* [TASK DETAILS]:
Repeat only the stretch of lines below that runs from the line with "Category: person wearing dark jacket" through the line with "Category: blurred crowd", unaltered.

* [RECORDS SUPPLIED]:
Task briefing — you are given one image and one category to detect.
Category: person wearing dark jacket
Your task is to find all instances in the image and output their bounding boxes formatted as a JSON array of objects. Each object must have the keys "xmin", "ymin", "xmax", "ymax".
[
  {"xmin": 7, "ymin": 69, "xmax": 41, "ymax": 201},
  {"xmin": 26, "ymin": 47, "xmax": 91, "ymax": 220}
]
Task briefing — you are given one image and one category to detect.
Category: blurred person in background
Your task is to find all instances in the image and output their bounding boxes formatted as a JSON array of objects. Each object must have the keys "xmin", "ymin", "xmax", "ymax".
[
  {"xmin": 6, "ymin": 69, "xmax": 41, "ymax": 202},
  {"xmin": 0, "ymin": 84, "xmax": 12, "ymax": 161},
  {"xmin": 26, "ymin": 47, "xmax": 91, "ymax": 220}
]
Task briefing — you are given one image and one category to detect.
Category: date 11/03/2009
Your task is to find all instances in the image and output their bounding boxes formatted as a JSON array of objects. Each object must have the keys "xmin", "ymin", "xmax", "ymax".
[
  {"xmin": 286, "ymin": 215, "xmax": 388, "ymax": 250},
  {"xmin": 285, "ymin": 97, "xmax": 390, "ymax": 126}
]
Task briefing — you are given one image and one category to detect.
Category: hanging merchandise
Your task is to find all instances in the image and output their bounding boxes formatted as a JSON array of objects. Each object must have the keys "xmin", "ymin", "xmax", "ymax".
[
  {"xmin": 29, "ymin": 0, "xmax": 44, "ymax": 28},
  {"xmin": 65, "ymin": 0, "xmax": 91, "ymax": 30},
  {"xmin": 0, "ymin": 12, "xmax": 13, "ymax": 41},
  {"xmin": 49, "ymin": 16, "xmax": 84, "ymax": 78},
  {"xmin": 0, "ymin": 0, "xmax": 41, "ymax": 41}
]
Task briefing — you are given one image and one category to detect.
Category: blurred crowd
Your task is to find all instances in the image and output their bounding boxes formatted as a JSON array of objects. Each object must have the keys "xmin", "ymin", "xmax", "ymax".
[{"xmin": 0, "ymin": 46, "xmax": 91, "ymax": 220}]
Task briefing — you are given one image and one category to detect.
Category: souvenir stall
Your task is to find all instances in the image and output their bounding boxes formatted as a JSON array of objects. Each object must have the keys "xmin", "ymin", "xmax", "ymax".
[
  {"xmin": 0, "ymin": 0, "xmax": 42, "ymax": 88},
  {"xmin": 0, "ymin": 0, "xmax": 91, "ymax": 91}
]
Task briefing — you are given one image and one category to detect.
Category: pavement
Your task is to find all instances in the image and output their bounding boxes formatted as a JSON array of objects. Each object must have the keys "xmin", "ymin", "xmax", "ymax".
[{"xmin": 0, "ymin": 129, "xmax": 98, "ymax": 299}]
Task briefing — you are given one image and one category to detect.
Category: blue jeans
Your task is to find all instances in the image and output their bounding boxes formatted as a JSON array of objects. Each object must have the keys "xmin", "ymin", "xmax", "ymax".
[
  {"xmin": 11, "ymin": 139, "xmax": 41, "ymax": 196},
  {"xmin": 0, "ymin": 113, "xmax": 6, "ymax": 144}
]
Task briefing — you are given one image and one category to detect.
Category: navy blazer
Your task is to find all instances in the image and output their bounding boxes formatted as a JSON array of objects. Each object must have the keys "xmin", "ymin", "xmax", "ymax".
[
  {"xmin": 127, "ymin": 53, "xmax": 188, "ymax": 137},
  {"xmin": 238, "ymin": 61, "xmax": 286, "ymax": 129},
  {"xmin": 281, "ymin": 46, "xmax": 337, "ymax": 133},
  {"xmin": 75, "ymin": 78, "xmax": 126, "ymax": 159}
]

* [PROBLEM SOLUTION]:
Category: person wearing dark jacket
Your task is to find all instances in the image and output their bounding boxes formatted as a JSON array of objects. Each object must have the keys "xmin", "ymin", "xmax", "ymax".
[
  {"xmin": 7, "ymin": 69, "xmax": 41, "ymax": 201},
  {"xmin": 26, "ymin": 47, "xmax": 91, "ymax": 220}
]
Task briefing — you are given one image and one category to detect.
Category: blurred person in background
Your task is to find all instances in the image and output their bounding boxes formatted as a JSON array of objects. Each object must have the keys "xmin", "ymin", "xmax", "ymax".
[
  {"xmin": 6, "ymin": 69, "xmax": 41, "ymax": 202},
  {"xmin": 0, "ymin": 84, "xmax": 12, "ymax": 161},
  {"xmin": 26, "ymin": 47, "xmax": 91, "ymax": 220}
]
Task briefing — you are given one image and one category to detect.
Category: date 11/03/2009
Your task is to find all instances in the image and output their bounding boxes formatted as a JSON array of objects. Each object must have the keys "xmin", "ymin", "xmax", "ymax".
[
  {"xmin": 286, "ymin": 215, "xmax": 388, "ymax": 250},
  {"xmin": 285, "ymin": 97, "xmax": 390, "ymax": 126}
]
Task briefing — you are given one image and one category to detect.
Category: hanging merchandise
Your task is to find all instances in the image and output their bounding boxes formatted as a JSON array of objects. Each object must have the keys "xmin", "ymin", "xmax", "ymax".
[
  {"xmin": 29, "ymin": 0, "xmax": 44, "ymax": 28},
  {"xmin": 65, "ymin": 0, "xmax": 91, "ymax": 30},
  {"xmin": 0, "ymin": 12, "xmax": 13, "ymax": 41},
  {"xmin": 49, "ymin": 16, "xmax": 84, "ymax": 78},
  {"xmin": 0, "ymin": 0, "xmax": 41, "ymax": 41}
]
Task briefing — you are given one image and one category to detect.
Category: blurred crowd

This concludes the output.